What is being asked:
Select each line in the records below that contains the word "note" and copy it out.

Record set:
□ □ □

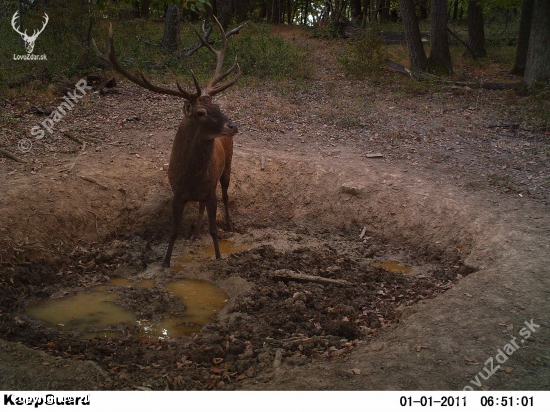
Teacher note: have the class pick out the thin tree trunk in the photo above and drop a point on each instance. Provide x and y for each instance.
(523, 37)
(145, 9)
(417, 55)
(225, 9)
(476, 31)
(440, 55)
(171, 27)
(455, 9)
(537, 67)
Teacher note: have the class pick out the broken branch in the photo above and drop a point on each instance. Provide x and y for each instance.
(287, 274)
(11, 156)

□ □ □

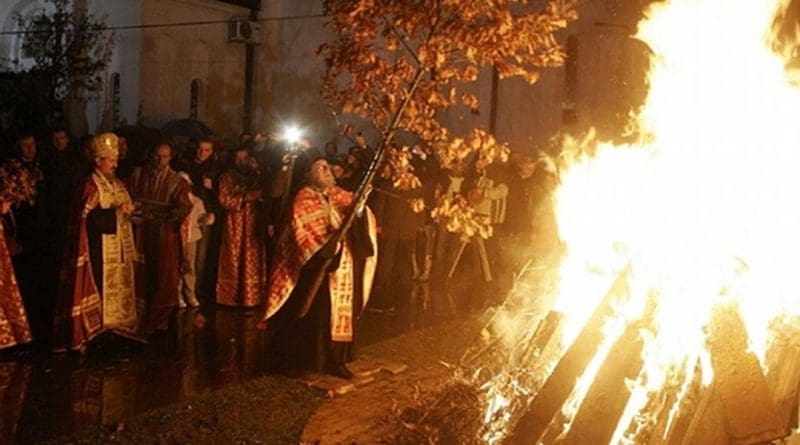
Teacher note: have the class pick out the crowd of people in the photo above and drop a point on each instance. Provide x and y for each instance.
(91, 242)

□ □ □

Answer to the task:
Teacher note: have the class pick out the thin tree trunk in the photo above and drop a point on each instance. Provide x and y for each instance.
Teacher note: have the class pick out the broken branch in the photo above and drop a point on each instance. Provide x and y for each instance.
Teacher note: have the class pick out the crowd of people in the photo above and drop a point on each instance. Provide x and y for each instance.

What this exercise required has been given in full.